Extracted entries »
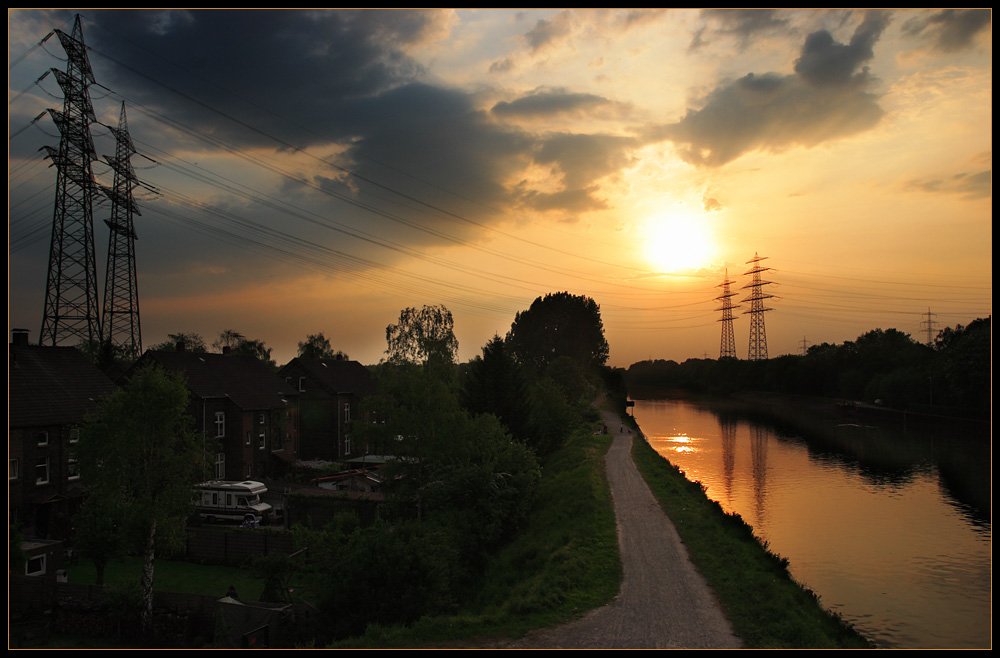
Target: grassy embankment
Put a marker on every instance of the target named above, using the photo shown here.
(563, 563)
(767, 607)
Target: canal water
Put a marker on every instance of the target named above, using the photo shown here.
(892, 530)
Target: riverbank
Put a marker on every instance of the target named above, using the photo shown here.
(816, 413)
(768, 609)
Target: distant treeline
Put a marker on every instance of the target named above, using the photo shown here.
(952, 377)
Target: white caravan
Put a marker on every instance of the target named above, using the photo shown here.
(234, 501)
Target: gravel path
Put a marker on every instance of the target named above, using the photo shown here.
(664, 603)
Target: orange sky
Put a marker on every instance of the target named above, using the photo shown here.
(320, 171)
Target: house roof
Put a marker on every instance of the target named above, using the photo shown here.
(243, 379)
(337, 375)
(53, 386)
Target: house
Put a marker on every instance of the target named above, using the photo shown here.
(330, 395)
(52, 390)
(246, 416)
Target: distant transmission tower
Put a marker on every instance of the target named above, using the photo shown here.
(758, 335)
(930, 326)
(727, 347)
(71, 285)
(121, 294)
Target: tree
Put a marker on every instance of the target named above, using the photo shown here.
(424, 336)
(495, 384)
(192, 343)
(560, 324)
(317, 346)
(237, 343)
(139, 458)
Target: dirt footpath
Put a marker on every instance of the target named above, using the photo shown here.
(664, 603)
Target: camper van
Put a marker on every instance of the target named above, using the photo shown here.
(233, 501)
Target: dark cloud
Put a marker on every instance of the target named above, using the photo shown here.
(823, 61)
(969, 186)
(290, 74)
(584, 159)
(744, 24)
(573, 202)
(546, 32)
(548, 103)
(826, 99)
(951, 30)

What you should do » Print only what lies in the material above starting at the line with "Target: gravel path" and ending at the line with "Target: tree", every line exactly as given.

Reply to the exercise »
Target: gravel path
Put a marker on every instance of the target named above, using the photo shown here.
(664, 603)
Target: orange sky
Put a marker on every instance of the target named above, using the photo shown here.
(320, 171)
Target: house roof
Put a marker on every instance of the target named above, using the photo shown here.
(243, 379)
(337, 375)
(53, 386)
Target: house
Put a marker on every instance of the target named above, using the photo shown here.
(330, 395)
(52, 390)
(246, 416)
Target: distant transmission tower
Put a marker on every instance of the target named above, using the photo shown here.
(758, 335)
(930, 326)
(727, 347)
(71, 285)
(121, 294)
Target: tree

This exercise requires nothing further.